Natural-language object grounding data:
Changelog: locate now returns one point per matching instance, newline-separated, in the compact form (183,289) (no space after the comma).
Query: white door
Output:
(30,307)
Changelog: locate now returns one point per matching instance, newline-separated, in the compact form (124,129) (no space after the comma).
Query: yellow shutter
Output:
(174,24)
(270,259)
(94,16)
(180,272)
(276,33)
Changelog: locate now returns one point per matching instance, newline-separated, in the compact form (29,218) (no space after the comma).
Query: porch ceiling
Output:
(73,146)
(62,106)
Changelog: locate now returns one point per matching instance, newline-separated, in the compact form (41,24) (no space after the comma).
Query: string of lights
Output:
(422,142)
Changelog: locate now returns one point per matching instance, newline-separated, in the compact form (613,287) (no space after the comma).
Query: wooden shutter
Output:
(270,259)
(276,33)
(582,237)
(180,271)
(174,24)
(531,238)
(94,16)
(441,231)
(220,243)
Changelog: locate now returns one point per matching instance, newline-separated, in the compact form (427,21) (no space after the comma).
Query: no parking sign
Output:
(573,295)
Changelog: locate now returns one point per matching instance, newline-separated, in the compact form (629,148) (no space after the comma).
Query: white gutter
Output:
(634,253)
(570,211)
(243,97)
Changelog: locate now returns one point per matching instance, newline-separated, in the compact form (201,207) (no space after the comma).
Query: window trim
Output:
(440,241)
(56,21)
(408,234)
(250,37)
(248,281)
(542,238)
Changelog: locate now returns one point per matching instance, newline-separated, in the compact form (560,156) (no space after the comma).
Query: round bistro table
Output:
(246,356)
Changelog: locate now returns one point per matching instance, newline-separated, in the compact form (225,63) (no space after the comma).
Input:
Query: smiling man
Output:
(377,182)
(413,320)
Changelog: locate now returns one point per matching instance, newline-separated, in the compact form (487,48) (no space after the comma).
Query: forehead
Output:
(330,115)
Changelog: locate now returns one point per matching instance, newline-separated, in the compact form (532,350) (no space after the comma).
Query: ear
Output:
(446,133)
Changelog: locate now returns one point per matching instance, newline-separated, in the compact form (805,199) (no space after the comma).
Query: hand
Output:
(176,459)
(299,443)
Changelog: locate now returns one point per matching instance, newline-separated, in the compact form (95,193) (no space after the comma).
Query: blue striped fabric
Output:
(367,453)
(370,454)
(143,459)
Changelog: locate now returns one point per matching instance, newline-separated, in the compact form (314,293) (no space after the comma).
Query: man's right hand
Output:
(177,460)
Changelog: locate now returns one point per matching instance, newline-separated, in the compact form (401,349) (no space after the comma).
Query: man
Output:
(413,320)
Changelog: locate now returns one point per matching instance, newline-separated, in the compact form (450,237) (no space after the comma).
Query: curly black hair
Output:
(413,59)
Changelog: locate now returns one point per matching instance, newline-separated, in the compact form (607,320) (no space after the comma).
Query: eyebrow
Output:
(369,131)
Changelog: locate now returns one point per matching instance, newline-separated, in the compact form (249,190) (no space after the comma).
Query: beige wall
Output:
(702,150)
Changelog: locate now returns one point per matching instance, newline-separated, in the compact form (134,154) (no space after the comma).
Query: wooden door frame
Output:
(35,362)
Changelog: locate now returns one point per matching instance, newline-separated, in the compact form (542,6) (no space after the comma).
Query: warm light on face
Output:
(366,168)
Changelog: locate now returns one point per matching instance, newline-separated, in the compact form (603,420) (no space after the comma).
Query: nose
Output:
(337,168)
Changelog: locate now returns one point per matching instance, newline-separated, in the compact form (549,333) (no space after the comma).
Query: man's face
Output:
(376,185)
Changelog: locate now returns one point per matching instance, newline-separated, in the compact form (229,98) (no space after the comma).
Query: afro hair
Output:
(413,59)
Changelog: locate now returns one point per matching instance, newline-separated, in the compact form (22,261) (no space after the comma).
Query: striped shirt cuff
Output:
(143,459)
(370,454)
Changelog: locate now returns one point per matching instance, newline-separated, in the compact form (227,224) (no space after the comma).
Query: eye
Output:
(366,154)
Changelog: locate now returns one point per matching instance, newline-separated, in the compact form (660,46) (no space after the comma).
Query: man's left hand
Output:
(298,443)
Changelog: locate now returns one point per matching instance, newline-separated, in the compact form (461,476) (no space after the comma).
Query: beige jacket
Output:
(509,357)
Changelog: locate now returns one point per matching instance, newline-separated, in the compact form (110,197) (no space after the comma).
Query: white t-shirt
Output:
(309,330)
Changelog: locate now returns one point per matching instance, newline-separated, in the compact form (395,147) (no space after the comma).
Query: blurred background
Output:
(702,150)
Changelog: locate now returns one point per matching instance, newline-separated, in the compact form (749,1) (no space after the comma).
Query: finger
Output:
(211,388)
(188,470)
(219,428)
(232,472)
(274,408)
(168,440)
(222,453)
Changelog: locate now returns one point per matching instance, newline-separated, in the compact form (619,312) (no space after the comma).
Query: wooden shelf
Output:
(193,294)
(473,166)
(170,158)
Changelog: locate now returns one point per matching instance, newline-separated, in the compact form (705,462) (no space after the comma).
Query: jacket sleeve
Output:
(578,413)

Problem statement: Among the lines above, return those that hold the word "white".

Task output:
Query: white door
Query: white gutter
Query: white t-shirt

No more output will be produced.